TASK DIRECTIONS: Omit every picture, then give all the entries again exactly.

Records of labeled points
____________________

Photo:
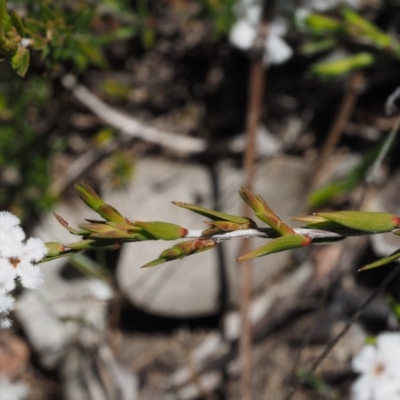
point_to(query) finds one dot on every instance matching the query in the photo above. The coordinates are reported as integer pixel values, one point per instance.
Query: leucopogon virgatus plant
(19, 258)
(378, 364)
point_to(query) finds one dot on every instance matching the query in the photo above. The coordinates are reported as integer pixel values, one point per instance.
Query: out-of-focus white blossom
(6, 305)
(244, 33)
(23, 263)
(18, 259)
(277, 51)
(379, 366)
(13, 390)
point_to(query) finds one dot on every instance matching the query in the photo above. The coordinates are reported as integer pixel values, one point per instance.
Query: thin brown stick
(368, 179)
(256, 88)
(336, 339)
(354, 86)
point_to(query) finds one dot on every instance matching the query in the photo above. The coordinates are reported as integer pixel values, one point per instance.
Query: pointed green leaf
(264, 212)
(93, 244)
(308, 219)
(54, 249)
(232, 226)
(373, 222)
(163, 230)
(383, 261)
(357, 25)
(212, 214)
(93, 200)
(65, 224)
(89, 196)
(317, 222)
(282, 243)
(20, 61)
(109, 213)
(321, 23)
(343, 65)
(182, 250)
(17, 23)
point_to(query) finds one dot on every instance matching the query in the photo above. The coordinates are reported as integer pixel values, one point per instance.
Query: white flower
(11, 234)
(12, 390)
(277, 51)
(22, 264)
(379, 366)
(244, 32)
(6, 305)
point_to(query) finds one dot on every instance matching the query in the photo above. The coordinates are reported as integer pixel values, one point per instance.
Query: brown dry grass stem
(354, 86)
(256, 88)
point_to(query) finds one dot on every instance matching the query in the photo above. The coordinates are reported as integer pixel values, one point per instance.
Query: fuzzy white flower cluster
(244, 33)
(12, 390)
(379, 366)
(18, 260)
(276, 51)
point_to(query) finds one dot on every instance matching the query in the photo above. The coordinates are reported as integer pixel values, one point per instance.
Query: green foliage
(283, 243)
(221, 13)
(321, 196)
(64, 32)
(182, 250)
(24, 146)
(373, 222)
(329, 32)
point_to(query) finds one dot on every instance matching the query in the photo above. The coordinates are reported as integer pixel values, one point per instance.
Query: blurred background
(147, 102)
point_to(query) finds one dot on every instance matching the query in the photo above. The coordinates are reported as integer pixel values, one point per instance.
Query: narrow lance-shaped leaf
(103, 230)
(93, 200)
(373, 222)
(65, 224)
(282, 243)
(17, 23)
(93, 244)
(317, 222)
(321, 23)
(361, 26)
(20, 61)
(163, 230)
(264, 212)
(383, 261)
(181, 250)
(343, 65)
(212, 214)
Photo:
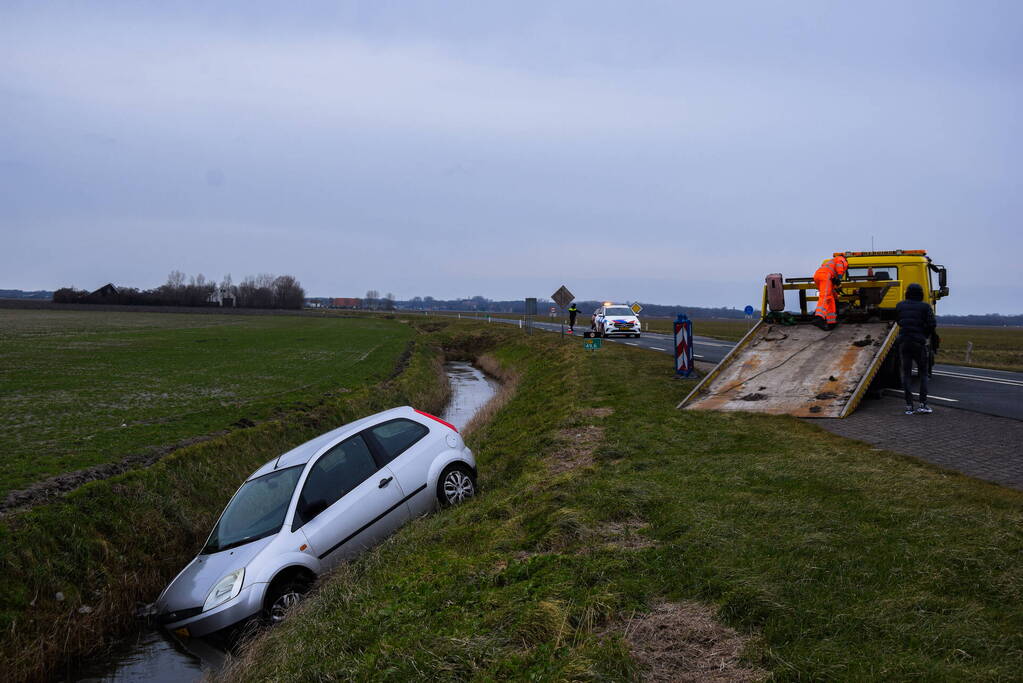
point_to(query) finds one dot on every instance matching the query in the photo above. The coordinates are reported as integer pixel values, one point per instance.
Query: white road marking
(896, 392)
(1010, 382)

____________________

EXPECTED ANSWER:
Photo:
point_to(query) finds one dot on every instance matching the query in the photo above. The coordinates are reported as integer pixel values, one point per instance.
Query: leucopogon virgatus plant
(19, 258)
(378, 364)
point_to(query) finds one dot on every instance matching the query in the photo above. The coordinates are reported as integer pixel values, one point per instance.
Query: out-of-focus white blossom
(6, 305)
(244, 33)
(23, 263)
(18, 259)
(277, 51)
(379, 366)
(13, 390)
point_to(query) finds one dot on every instance matching the query in the photo above. The coordinates are reported as integer pixel values, one point per instance.
Query: thin brown stick
(368, 179)
(256, 88)
(336, 339)
(354, 86)
point_to(query) finds one dot on every instance matching the query in the photo above. The coordinates are reported as integer pixel values, one point per instance.
Query: pointed green leaf
(264, 212)
(93, 244)
(308, 219)
(54, 249)
(232, 226)
(373, 222)
(163, 230)
(383, 261)
(357, 25)
(212, 214)
(93, 200)
(65, 224)
(89, 196)
(317, 222)
(282, 243)
(20, 61)
(109, 213)
(321, 23)
(343, 65)
(182, 250)
(17, 23)
point_to(query) finds one dot on every instance matching the query in the photo above. The coordinates are reported as integer pixel values, one point per instance.
Query: white flower
(11, 234)
(12, 390)
(277, 51)
(22, 264)
(379, 366)
(244, 32)
(6, 305)
point_to(query) finds one dot on every instance matching the query in the photo above. The coordinates are reported as integer pixel values, one point per instance.
Query: brown dry grass stem
(354, 86)
(256, 88)
point_to(query) finds one dot on every instance matching the query in the photo above. The coordinates are reported as integer pixel values, one point per instance.
Query: fuzzy white flower cluster
(244, 33)
(12, 390)
(379, 366)
(18, 260)
(276, 51)
point_to(query) finds one dot on every instance matching the query in the photo above. The coordinates are reported as integer pixel values, one point per instance.
Query: green foliage
(283, 243)
(221, 13)
(321, 196)
(64, 32)
(182, 250)
(24, 146)
(373, 222)
(329, 32)
point_to(query) finds one dot on every instance matching the query in the photo above. The coordinates are reported as integer pixel values, one point per instance.
Query: blurred background
(147, 102)
point_to(query) finds one dot on every instance matching the query in the photo above. The coordinates are reported as integer pixel values, one point per instance.
Query: narrow lance-shaped leaf
(103, 230)
(93, 200)
(373, 222)
(65, 224)
(282, 243)
(17, 23)
(93, 244)
(317, 222)
(321, 23)
(361, 26)
(20, 61)
(163, 230)
(264, 212)
(383, 261)
(181, 250)
(343, 65)
(212, 214)
Photo:
point_to(query) finds one dot on every instance matching the query in the photo above. The coordinates are reported as integer pixel values, one point per instance.
Query: white road marking
(896, 392)
(1010, 382)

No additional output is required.